_Goal_: Copy out everything in the listing from the line containing "Please trace the" down to the line containing "POLYGON ((528 468, 466", keeping each line unchanged.

━━━━━━━━━━━━━━━━━━━━

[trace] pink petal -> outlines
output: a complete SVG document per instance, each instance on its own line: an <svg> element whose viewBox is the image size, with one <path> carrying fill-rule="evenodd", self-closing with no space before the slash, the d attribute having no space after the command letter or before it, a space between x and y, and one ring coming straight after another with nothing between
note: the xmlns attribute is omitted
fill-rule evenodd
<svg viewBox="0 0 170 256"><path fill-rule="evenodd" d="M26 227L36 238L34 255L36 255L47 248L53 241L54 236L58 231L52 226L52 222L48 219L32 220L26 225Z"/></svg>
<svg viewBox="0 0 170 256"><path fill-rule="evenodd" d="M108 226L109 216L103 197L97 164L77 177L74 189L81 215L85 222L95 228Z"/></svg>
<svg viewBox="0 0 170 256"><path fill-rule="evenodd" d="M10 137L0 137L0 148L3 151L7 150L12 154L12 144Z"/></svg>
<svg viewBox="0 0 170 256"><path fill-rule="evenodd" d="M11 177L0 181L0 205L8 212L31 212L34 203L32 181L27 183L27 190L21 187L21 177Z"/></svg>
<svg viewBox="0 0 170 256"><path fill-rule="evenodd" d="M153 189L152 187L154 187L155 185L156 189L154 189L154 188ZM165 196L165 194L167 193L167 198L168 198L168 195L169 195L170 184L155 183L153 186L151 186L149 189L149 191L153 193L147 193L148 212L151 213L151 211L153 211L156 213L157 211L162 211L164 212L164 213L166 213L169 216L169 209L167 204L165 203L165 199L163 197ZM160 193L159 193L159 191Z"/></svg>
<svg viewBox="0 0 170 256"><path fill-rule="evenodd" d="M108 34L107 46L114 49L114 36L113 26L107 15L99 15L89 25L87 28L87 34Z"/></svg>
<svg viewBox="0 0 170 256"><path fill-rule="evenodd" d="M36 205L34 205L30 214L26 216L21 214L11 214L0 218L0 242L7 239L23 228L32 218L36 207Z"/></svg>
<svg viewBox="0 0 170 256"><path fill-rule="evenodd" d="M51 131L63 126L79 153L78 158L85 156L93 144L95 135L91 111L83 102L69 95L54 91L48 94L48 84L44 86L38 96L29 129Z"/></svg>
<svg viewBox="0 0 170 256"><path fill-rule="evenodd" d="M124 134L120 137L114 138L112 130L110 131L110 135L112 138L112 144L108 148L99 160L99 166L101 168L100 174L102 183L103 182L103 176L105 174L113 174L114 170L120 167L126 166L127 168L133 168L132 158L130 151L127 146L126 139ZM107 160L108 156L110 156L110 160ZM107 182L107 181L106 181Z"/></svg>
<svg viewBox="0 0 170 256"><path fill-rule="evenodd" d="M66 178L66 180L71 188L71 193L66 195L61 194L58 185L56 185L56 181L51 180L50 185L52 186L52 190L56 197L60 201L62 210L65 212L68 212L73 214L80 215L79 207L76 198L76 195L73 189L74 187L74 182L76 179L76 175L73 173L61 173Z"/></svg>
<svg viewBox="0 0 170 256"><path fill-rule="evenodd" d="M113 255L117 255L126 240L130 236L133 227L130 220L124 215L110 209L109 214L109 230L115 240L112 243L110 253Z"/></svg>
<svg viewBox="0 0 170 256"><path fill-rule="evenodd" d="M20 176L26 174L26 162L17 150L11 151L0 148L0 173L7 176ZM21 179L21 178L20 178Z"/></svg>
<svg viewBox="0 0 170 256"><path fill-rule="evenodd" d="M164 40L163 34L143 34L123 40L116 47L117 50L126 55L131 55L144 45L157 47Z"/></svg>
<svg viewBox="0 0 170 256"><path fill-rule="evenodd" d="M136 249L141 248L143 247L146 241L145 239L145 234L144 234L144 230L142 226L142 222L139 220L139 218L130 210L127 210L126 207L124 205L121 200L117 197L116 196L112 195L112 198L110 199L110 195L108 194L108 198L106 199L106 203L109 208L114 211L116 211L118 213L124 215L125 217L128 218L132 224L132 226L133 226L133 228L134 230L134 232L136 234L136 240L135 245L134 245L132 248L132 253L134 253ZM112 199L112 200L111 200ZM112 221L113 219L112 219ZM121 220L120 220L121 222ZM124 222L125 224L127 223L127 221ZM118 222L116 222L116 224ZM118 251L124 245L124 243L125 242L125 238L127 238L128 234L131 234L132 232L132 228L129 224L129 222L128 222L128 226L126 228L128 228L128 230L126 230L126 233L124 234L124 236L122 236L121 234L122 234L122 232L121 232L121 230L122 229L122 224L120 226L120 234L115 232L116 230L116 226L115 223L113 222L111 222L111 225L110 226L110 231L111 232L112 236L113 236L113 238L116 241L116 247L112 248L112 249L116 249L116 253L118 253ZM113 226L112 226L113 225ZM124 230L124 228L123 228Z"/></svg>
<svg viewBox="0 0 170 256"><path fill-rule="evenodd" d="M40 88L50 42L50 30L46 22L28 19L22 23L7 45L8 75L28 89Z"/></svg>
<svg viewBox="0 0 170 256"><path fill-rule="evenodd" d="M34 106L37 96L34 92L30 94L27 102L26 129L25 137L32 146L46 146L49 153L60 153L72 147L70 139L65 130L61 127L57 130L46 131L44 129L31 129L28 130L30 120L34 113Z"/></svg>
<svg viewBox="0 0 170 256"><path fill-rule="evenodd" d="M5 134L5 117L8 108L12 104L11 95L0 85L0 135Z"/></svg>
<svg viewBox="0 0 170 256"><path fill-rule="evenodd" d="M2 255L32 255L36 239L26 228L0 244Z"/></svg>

━━━━━━━━━━━━━━━━━━━━

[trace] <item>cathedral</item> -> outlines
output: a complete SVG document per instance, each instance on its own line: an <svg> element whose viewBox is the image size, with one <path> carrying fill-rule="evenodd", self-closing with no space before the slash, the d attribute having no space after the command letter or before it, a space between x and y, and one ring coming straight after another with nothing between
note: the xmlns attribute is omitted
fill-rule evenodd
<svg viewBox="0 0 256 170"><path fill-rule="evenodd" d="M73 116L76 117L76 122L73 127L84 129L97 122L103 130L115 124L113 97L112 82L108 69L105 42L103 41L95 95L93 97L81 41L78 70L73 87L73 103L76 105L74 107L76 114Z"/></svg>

━━━━━━━━━━━━━━━━━━━━

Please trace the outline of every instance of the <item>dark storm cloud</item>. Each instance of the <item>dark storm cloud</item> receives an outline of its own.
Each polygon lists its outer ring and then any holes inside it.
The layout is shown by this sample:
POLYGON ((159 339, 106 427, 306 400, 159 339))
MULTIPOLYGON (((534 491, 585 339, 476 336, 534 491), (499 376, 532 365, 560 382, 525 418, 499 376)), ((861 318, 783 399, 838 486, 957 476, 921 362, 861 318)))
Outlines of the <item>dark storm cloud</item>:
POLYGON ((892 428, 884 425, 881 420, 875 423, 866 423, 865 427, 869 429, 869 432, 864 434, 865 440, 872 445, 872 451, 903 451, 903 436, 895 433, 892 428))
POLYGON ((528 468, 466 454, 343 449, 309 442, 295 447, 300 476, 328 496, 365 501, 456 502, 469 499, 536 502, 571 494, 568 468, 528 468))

━━━━━━━━━━━━━━━━━━━━

_Solution to the exercise_:
Please trace the outline of every instance of the <item>dark storm cloud</item>. Each instance of the <item>dark storm cloud</item> receives an outline of its own.
Each polygon lists its outer ring and then any holes inside it.
The layout is shown by this sample:
POLYGON ((159 339, 106 427, 306 400, 159 339))
MULTIPOLYGON (((534 491, 585 339, 476 336, 534 491), (499 376, 532 365, 560 382, 525 418, 499 376)), ((861 318, 783 399, 838 486, 957 476, 921 362, 861 318)))
Outlines of the <item>dark storm cloud</item>:
POLYGON ((892 428, 884 425, 881 420, 875 423, 866 423, 865 427, 869 429, 869 432, 864 434, 865 440, 872 445, 872 451, 903 451, 903 436, 895 433, 892 428))
POLYGON ((528 468, 466 454, 343 449, 309 442, 295 447, 300 476, 328 496, 365 501, 456 502, 469 499, 536 502, 571 494, 568 468, 528 468))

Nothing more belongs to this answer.